What is expected: Reproduce the following lines word for word, leaving out the pictures.

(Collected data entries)
----

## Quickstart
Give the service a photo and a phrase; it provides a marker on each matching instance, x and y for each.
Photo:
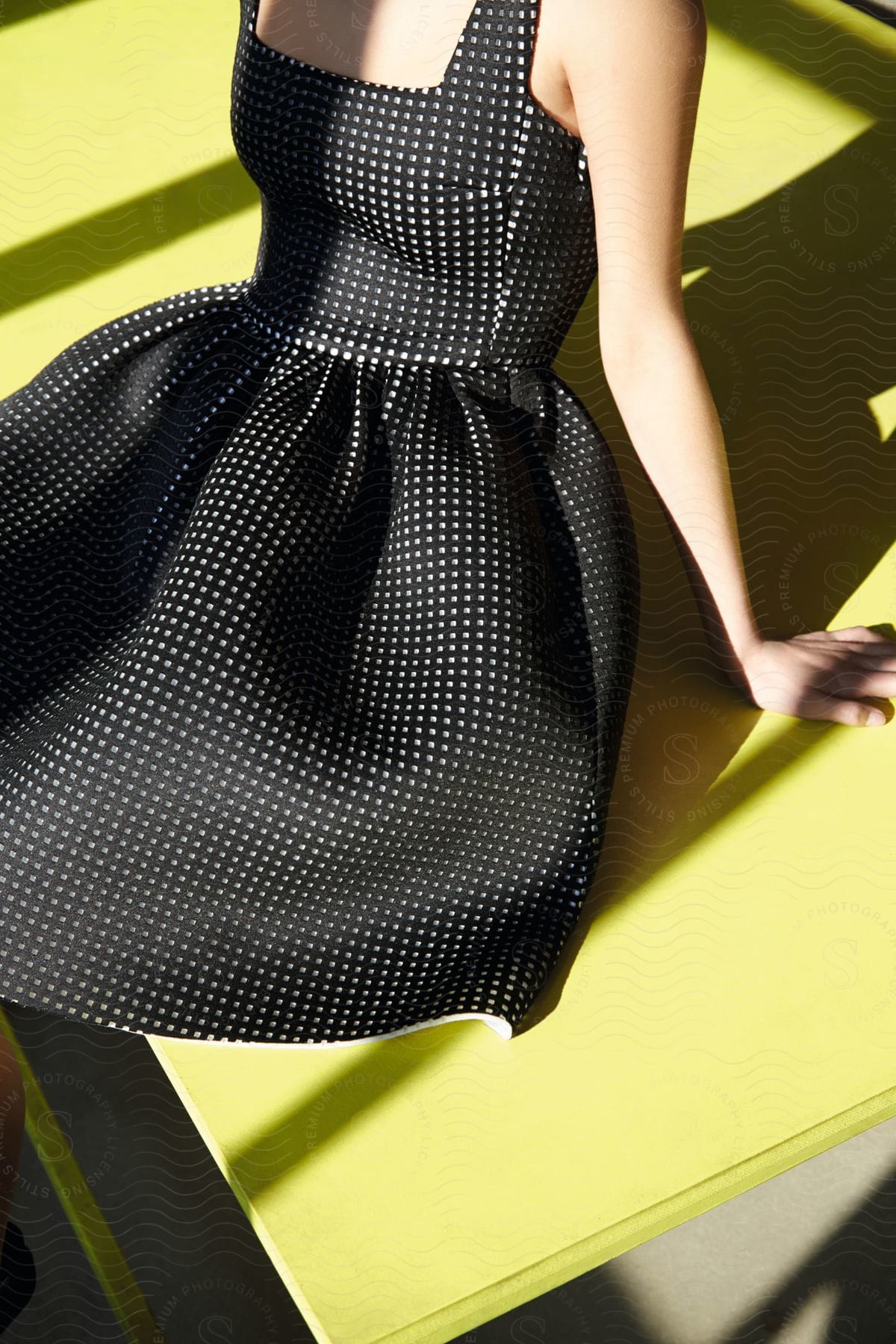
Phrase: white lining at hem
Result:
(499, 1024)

----

Solution to this problem:
## Quickstart
Give the service a photo and a phrase; it provides a marker on each matching instance, x and y for each.
Photo:
Phrase: white lining at hem
Result:
(499, 1024)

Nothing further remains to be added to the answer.